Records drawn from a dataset
★ ★ ★ ★ ★

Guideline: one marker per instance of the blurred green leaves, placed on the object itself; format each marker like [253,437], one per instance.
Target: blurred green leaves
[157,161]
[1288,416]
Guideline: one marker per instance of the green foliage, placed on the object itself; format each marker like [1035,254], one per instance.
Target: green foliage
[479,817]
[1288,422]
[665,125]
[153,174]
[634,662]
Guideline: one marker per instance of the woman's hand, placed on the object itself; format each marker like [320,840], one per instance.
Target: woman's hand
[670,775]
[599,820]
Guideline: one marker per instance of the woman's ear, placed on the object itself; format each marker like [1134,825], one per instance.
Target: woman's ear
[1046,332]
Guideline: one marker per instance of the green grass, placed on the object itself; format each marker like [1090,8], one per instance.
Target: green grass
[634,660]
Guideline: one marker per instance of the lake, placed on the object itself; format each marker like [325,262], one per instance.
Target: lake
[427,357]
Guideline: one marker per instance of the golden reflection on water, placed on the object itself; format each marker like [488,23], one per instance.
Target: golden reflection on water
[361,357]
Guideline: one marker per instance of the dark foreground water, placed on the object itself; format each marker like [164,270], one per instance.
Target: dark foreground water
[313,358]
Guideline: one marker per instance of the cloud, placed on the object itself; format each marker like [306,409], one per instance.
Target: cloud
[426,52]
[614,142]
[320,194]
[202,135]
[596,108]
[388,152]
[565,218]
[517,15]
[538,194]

★ ★ ★ ★ ★

* _WORK TO BE COMPLETED_
Start at the first line of the entries above. Set down each line exactly through the one with "Guideline: one marker per instance of the green foliage, placed", and stop there.

* _SOLVED PROBLEM_
Guideline: one marker per instance of the blurred green leaves, placed on the object itself; format each marker like [253,437], one per instance.
Target: blurred green leaves
[157,161]
[1288,416]
Guideline: one marker per instance of the green foliage, placed on the object itself; format each marker like [1035,254], one per instance.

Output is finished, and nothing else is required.